Problem to work on
Would you return every entry below exactly as written, without its images?

(Data records Opens)

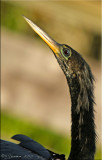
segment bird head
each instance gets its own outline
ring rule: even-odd
[[[67,79],[80,76],[82,70],[85,70],[84,64],[86,63],[81,55],[70,46],[57,43],[47,33],[45,33],[41,28],[39,28],[25,16],[24,19],[53,51]]]

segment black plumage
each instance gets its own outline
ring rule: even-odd
[[[24,17],[33,30],[48,44],[62,68],[71,95],[71,152],[68,160],[94,160],[95,155],[95,124],[94,124],[94,95],[93,75],[87,62],[82,56],[65,44],[59,44],[50,38],[32,21]],[[1,140],[2,160],[10,155],[21,154],[21,159],[34,160],[64,160],[65,156],[45,149],[39,143],[24,135],[16,135],[13,139],[20,144]],[[15,148],[13,147],[15,146]],[[33,157],[33,158],[32,158]],[[18,157],[13,157],[16,160]],[[10,158],[8,158],[10,159]],[[11,158],[12,159],[12,158]],[[26,160],[25,159],[25,160]],[[17,159],[19,160],[19,158]]]
[[[15,135],[12,138],[19,140],[20,144],[17,145],[12,142],[1,140],[1,159],[50,159],[50,153],[43,146],[33,141],[29,137],[24,135]]]
[[[31,138],[18,134],[12,139],[19,141],[15,144],[9,141],[0,140],[1,160],[51,160],[59,158],[65,159],[65,156],[56,154],[44,148],[38,142]]]

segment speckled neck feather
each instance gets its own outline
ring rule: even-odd
[[[71,152],[68,160],[94,160],[95,125],[93,75],[87,63],[80,74],[68,78],[71,94]]]

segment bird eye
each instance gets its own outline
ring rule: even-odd
[[[62,46],[61,48],[61,53],[62,53],[62,56],[68,60],[68,58],[71,56],[71,49],[66,47],[66,46]]]
[[[69,50],[69,49],[65,49],[65,50],[64,50],[64,55],[65,55],[66,57],[70,56],[70,50]]]

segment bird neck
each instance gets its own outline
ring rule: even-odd
[[[72,139],[68,160],[94,160],[95,154],[93,77],[81,77],[68,79],[72,103]]]

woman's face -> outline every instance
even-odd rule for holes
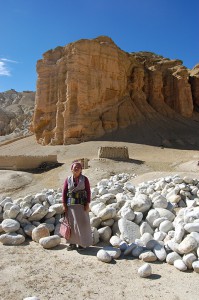
[[[80,166],[80,164],[74,164],[72,167],[72,173],[74,175],[74,177],[78,177],[82,172],[82,168]]]

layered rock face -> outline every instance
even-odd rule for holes
[[[8,90],[0,93],[0,141],[12,134],[26,135],[32,121],[35,92]]]
[[[163,128],[161,143],[177,123],[184,131],[187,119],[199,129],[199,69],[190,71],[180,60],[127,53],[101,36],[47,51],[37,73],[32,130],[43,145],[140,127]]]

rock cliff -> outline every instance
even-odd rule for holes
[[[195,143],[185,133],[199,129],[199,66],[127,53],[100,36],[47,51],[37,73],[32,131],[43,145],[117,133],[133,142]]]
[[[13,89],[0,93],[0,142],[30,134],[35,92]]]

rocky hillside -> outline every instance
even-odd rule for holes
[[[199,66],[101,36],[47,51],[37,72],[32,130],[43,145],[107,137],[198,147]]]
[[[34,105],[35,92],[0,93],[0,141],[30,134]]]

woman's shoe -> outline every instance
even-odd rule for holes
[[[72,251],[72,250],[75,250],[76,249],[76,245],[75,244],[70,244],[68,247],[67,247],[67,251]]]

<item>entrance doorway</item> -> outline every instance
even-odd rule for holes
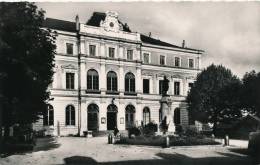
[[[117,106],[110,104],[107,107],[107,130],[114,130],[117,127]]]
[[[98,111],[96,104],[88,106],[88,130],[90,131],[98,131]]]
[[[180,108],[176,108],[174,110],[174,124],[175,125],[180,125],[181,124],[181,110]]]

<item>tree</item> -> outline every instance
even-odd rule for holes
[[[242,99],[243,107],[249,113],[260,117],[260,72],[251,71],[243,77]]]
[[[197,76],[187,102],[194,120],[213,123],[213,133],[219,123],[228,123],[241,116],[240,80],[221,65],[210,65]]]
[[[56,47],[55,36],[41,28],[43,21],[44,11],[33,3],[0,3],[0,81],[5,128],[35,122],[46,109]]]

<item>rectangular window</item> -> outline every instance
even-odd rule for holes
[[[74,73],[66,73],[66,89],[74,89]]]
[[[143,79],[143,93],[149,93],[150,91],[149,79]]]
[[[73,44],[66,43],[67,54],[73,54]]]
[[[160,56],[160,65],[165,65],[165,56]]]
[[[115,48],[109,48],[108,56],[110,58],[115,58]]]
[[[89,45],[89,55],[96,56],[96,45]]]
[[[180,95],[180,82],[174,82],[174,95]]]
[[[159,94],[162,94],[163,90],[163,80],[159,80]]]
[[[189,59],[189,68],[194,68],[194,60]]]
[[[133,50],[127,50],[127,59],[133,60]]]
[[[148,53],[144,53],[144,64],[149,64],[149,61],[150,61],[150,57],[149,57],[149,54]]]
[[[180,61],[181,61],[181,60],[180,60],[180,57],[175,57],[175,58],[174,58],[174,65],[175,65],[176,67],[181,66],[181,65],[180,65]]]

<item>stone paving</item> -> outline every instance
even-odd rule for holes
[[[107,144],[106,137],[43,138],[34,151],[0,159],[0,165],[36,164],[257,164],[245,148],[217,146],[149,147]]]

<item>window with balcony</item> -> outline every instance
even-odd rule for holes
[[[66,89],[74,89],[74,73],[66,73]]]
[[[71,43],[66,43],[66,50],[67,50],[67,54],[73,54],[73,44]]]
[[[89,45],[89,55],[96,56],[96,45]]]
[[[87,89],[89,91],[98,91],[99,90],[98,72],[94,69],[88,70],[88,73],[87,73]]]
[[[135,92],[135,75],[133,73],[127,73],[125,75],[125,91],[128,93]]]
[[[143,79],[143,93],[149,94],[150,93],[150,83],[149,79]]]
[[[107,90],[117,91],[117,75],[113,71],[107,73]]]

(Data records Closes)

Answer
segment bird head
each instance gets its own outline
ring rule: even-odd
[[[67,79],[80,76],[82,70],[85,70],[84,64],[86,63],[81,55],[70,46],[57,43],[47,33],[45,33],[41,28],[39,28],[25,16],[24,19],[53,51]]]

segment black plumage
each instance gets its own outline
ring rule: even-odd
[[[24,17],[33,30],[48,44],[62,68],[71,95],[71,152],[68,160],[94,160],[95,155],[95,124],[94,124],[94,95],[93,75],[87,62],[82,56],[65,44],[59,44],[50,38],[32,21]],[[1,140],[2,160],[10,155],[21,154],[21,159],[34,160],[64,160],[65,156],[45,149],[39,143],[24,135],[16,135],[13,139],[20,144]],[[15,148],[13,147],[15,146]],[[33,157],[33,158],[32,158]],[[18,157],[13,157],[16,160]],[[10,158],[8,158],[10,159]],[[11,158],[12,159],[12,158]],[[26,160],[25,159],[25,160]],[[17,159],[19,160],[19,158]]]
[[[15,135],[12,138],[19,140],[20,144],[17,145],[12,142],[1,140],[1,159],[50,159],[50,153],[43,146],[33,141],[29,137],[24,135]]]
[[[31,138],[18,134],[12,139],[19,141],[15,144],[9,141],[0,140],[1,160],[51,160],[59,158],[65,159],[65,156],[56,154],[44,148],[38,142]]]

segment speckled neck feather
each instance gets its own outline
ring rule: even-odd
[[[71,152],[68,160],[94,160],[95,125],[93,75],[87,63],[80,74],[68,78],[71,94]]]

segment bird eye
each instance gets its own outline
ring rule: even-odd
[[[62,46],[61,48],[61,53],[62,53],[62,56],[68,60],[68,58],[71,56],[71,49],[66,47],[66,46]]]
[[[69,50],[69,49],[65,49],[65,50],[64,50],[64,55],[65,55],[66,57],[70,56],[70,50]]]

segment bird neck
each instance gets its own outline
ring rule: even-odd
[[[72,139],[68,160],[94,160],[95,154],[93,77],[81,77],[68,79],[72,103]]]

woman's face -> outline every instance
even-odd rule for holes
[[[80,166],[80,164],[74,164],[72,167],[72,173],[74,175],[74,177],[78,177],[82,172],[82,168]]]

layered rock face -> outline every instance
even-odd rule for holes
[[[8,90],[0,93],[0,141],[12,134],[26,135],[32,121],[35,92]]]
[[[163,128],[161,143],[177,123],[184,131],[187,119],[199,129],[199,69],[190,71],[180,60],[127,53],[101,36],[47,51],[37,73],[32,130],[43,145],[140,127]]]

rock cliff -> outline every instance
even-odd rule for holes
[[[195,143],[185,133],[199,129],[199,66],[127,53],[100,36],[47,51],[37,73],[32,131],[43,145],[117,133],[133,142]]]
[[[13,89],[0,93],[0,142],[30,134],[35,92]]]

rocky hillside -> outline every instance
even-odd rule for holes
[[[199,66],[101,36],[47,51],[37,72],[32,130],[43,145],[107,137],[198,147]]]
[[[34,105],[35,92],[0,93],[0,141],[30,134]]]

woman's shoe -> outline every instance
even-odd rule for holes
[[[72,251],[72,250],[75,250],[76,249],[76,245],[75,244],[70,244],[68,247],[67,247],[67,251]]]

<item>entrance doorway</item> -> outline every instance
even-odd rule for holes
[[[117,106],[110,104],[107,107],[107,130],[114,130],[117,127]]]
[[[98,111],[96,104],[88,106],[88,130],[90,131],[98,131]]]
[[[180,108],[176,108],[174,110],[174,124],[175,125],[180,125],[181,124],[181,110]]]

<item>tree</item> -> outline every instance
even-odd rule for holes
[[[242,99],[243,107],[249,113],[260,117],[260,72],[251,71],[243,77]]]
[[[197,76],[187,102],[194,120],[213,123],[213,133],[219,123],[228,123],[241,116],[240,80],[221,65],[210,65]]]
[[[56,47],[55,36],[41,28],[43,21],[44,11],[33,3],[0,3],[0,81],[5,128],[35,122],[46,109]]]

<item>rectangular window</item> -> outline every instance
even-odd rule for holes
[[[74,73],[66,73],[66,89],[74,89]]]
[[[143,79],[143,93],[149,93],[150,91],[149,79]]]
[[[73,44],[66,43],[67,54],[73,54]]]
[[[160,56],[160,65],[165,65],[165,56]]]
[[[115,48],[109,48],[108,56],[110,58],[115,58]]]
[[[89,45],[89,55],[96,56],[96,45]]]
[[[180,95],[180,82],[174,82],[174,95]]]
[[[159,94],[162,94],[163,90],[163,80],[159,80]]]
[[[189,59],[189,68],[194,68],[194,60]]]
[[[133,50],[127,50],[127,59],[133,60]]]
[[[148,53],[144,53],[144,64],[149,64],[149,61],[150,61],[150,57],[149,57],[149,54]]]
[[[180,61],[181,61],[181,60],[180,60],[180,57],[175,57],[175,58],[174,58],[174,65],[175,65],[176,67],[181,66],[181,65],[180,65]]]

<item>stone paving</item> -> outline every instance
even-odd rule for holes
[[[107,144],[106,137],[43,138],[34,151],[0,159],[0,165],[36,164],[257,164],[245,148],[217,146],[149,147]]]

<item>window with balcony</item> -> outline every instance
even-odd rule for holes
[[[66,89],[74,89],[74,73],[66,73]]]
[[[71,43],[66,43],[66,50],[67,50],[67,54],[73,54],[73,44]]]
[[[89,45],[89,55],[96,56],[96,45]]]
[[[87,89],[89,91],[98,91],[99,90],[98,72],[94,69],[88,70],[88,73],[87,73]]]
[[[135,92],[135,75],[133,73],[127,73],[125,75],[125,91],[128,93]]]
[[[143,79],[143,93],[149,94],[150,93],[150,83],[149,79]]]
[[[107,90],[117,91],[117,75],[113,71],[107,73]]]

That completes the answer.